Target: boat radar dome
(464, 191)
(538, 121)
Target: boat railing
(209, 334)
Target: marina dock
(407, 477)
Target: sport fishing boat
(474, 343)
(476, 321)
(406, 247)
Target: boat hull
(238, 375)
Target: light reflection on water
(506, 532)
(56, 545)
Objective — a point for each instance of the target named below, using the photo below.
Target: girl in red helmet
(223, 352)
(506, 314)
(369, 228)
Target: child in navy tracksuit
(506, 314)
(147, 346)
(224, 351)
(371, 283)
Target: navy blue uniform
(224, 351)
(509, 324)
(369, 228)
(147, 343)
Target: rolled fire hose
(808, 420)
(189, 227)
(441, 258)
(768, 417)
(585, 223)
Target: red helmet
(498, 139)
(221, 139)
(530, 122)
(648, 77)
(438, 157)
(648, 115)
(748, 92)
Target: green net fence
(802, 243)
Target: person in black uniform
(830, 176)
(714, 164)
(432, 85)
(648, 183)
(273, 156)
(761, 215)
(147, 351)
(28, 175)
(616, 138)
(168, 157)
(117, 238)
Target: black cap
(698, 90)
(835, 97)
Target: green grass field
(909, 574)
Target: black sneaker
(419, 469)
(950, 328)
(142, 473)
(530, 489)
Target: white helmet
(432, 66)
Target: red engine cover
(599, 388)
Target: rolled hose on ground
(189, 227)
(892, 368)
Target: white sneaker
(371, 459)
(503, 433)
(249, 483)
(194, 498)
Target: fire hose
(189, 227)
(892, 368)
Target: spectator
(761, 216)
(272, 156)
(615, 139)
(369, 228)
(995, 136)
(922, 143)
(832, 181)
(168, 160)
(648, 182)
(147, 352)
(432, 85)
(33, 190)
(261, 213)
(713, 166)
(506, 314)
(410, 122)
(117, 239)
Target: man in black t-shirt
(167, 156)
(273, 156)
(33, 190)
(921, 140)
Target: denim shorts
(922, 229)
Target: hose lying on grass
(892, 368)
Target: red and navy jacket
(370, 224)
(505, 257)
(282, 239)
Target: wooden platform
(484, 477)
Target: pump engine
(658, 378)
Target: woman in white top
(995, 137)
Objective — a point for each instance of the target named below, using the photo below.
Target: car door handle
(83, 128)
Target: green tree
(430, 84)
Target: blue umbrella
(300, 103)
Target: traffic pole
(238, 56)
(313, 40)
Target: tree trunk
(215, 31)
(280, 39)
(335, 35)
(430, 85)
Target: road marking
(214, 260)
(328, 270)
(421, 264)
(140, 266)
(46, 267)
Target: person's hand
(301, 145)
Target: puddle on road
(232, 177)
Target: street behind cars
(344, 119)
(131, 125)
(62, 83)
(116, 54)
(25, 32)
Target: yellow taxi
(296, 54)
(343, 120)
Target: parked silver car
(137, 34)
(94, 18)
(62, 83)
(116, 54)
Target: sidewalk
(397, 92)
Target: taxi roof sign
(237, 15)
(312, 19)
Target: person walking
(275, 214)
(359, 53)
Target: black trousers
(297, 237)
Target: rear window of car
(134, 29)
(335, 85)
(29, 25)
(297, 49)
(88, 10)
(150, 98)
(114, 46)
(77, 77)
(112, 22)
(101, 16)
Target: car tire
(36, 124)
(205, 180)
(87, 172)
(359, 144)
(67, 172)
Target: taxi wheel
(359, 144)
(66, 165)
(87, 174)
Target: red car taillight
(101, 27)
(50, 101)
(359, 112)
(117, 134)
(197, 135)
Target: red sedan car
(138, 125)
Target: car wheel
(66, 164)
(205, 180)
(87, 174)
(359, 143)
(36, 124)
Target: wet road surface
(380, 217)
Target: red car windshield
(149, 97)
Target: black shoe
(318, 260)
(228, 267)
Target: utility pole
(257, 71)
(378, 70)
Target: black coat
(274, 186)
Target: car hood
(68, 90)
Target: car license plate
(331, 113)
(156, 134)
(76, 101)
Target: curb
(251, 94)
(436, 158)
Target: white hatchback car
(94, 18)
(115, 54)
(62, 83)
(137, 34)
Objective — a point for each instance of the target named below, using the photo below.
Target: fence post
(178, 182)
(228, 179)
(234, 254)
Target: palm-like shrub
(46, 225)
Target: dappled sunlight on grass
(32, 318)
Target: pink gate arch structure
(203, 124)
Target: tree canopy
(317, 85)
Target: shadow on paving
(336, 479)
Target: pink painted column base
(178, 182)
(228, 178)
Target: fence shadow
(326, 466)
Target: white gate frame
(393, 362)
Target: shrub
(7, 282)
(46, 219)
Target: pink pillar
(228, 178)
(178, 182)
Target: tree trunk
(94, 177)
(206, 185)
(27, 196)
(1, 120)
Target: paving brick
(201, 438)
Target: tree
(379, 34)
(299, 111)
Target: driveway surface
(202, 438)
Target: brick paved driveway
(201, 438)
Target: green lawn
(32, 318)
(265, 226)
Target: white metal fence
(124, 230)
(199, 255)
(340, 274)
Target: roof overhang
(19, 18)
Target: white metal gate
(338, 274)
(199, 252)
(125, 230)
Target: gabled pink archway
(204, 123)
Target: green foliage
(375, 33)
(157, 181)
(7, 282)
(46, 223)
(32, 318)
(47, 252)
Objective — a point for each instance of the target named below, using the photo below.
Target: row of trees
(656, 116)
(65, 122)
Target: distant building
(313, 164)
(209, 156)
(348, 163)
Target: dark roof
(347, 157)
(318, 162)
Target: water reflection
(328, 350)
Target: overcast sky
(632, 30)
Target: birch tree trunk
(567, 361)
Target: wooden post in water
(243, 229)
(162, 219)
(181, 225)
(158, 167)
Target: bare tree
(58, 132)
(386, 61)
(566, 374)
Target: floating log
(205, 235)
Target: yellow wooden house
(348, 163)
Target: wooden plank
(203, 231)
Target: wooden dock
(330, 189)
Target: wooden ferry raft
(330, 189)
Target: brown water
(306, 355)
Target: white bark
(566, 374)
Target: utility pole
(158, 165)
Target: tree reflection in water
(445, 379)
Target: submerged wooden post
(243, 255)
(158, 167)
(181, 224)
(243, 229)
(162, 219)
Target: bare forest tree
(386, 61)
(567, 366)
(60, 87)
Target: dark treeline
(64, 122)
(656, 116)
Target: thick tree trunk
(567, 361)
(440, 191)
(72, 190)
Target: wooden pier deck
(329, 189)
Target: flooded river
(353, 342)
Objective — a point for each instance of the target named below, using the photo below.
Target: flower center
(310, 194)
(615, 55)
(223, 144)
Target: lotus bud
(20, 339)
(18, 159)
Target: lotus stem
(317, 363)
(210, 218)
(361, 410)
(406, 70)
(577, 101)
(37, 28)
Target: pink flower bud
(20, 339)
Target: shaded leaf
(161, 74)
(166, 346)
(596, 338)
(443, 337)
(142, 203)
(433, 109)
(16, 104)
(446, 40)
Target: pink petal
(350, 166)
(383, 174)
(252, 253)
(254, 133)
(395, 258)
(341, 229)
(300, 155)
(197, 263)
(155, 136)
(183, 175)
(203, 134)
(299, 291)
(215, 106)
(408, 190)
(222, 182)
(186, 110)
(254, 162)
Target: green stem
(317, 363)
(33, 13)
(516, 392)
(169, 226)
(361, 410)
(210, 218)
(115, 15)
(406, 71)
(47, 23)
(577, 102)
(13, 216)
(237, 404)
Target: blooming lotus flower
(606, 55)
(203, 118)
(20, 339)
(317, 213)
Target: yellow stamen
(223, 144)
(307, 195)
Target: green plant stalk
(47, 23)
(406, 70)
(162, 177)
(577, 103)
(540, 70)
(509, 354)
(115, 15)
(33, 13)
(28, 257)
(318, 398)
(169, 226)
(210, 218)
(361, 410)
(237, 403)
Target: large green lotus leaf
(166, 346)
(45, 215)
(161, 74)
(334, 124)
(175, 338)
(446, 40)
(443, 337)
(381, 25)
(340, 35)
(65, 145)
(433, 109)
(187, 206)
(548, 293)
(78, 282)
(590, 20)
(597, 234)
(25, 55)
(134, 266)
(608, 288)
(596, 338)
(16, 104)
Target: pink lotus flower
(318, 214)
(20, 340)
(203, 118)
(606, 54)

# PROBLEM REQUIREMENTS
Write out exactly the lines that run from the one containing "Target: submerged wooden post" to the end of the records, both end lines included.

# EXERCISE ANSWER
Target: submerged wooden post
(243, 255)
(158, 167)
(181, 224)
(243, 229)
(162, 219)
Target: bare forest tree
(386, 61)
(567, 366)
(60, 87)
Target: dark treeline
(64, 122)
(656, 116)
Target: thick tree trunk
(567, 361)
(440, 191)
(72, 190)
Target: wooden pier deck
(329, 189)
Target: flooded river
(353, 342)
Objective — a point for each instance of the target named below, using the photo below.
Target: flower center
(310, 194)
(615, 55)
(223, 144)
Target: lotus bud
(20, 339)
(18, 159)
Target: lotus stem
(317, 363)
(210, 218)
(361, 410)
(406, 70)
(577, 101)
(37, 28)
Target: pink flower bud
(20, 339)
Target: shaded leaf
(161, 74)
(166, 346)
(596, 338)
(443, 337)
(142, 203)
(433, 109)
(16, 104)
(446, 40)
Target: pink petal
(350, 166)
(383, 174)
(252, 253)
(254, 133)
(395, 258)
(341, 229)
(300, 155)
(197, 263)
(155, 136)
(183, 175)
(203, 134)
(299, 291)
(215, 106)
(408, 190)
(222, 182)
(186, 110)
(254, 162)
Target: green stem
(317, 363)
(33, 13)
(516, 392)
(169, 226)
(361, 410)
(210, 218)
(115, 15)
(406, 71)
(47, 23)
(577, 102)
(13, 216)
(237, 404)
Target: blooming lotus flower
(606, 55)
(203, 118)
(20, 339)
(317, 213)
Target: yellow stamen
(223, 144)
(307, 195)
Target: green plant stalk
(47, 23)
(406, 70)
(162, 177)
(577, 103)
(540, 70)
(509, 354)
(115, 15)
(33, 13)
(28, 257)
(318, 398)
(169, 226)
(210, 218)
(361, 410)
(237, 403)
Target: large green lotus leaf
(166, 346)
(45, 215)
(161, 74)
(334, 124)
(175, 338)
(446, 40)
(443, 337)
(381, 25)
(340, 35)
(65, 145)
(433, 109)
(187, 206)
(548, 293)
(78, 282)
(590, 20)
(597, 234)
(25, 55)
(134, 266)
(608, 288)
(596, 338)
(16, 104)
Target: pink lotus flower
(318, 214)
(20, 340)
(203, 118)
(606, 54)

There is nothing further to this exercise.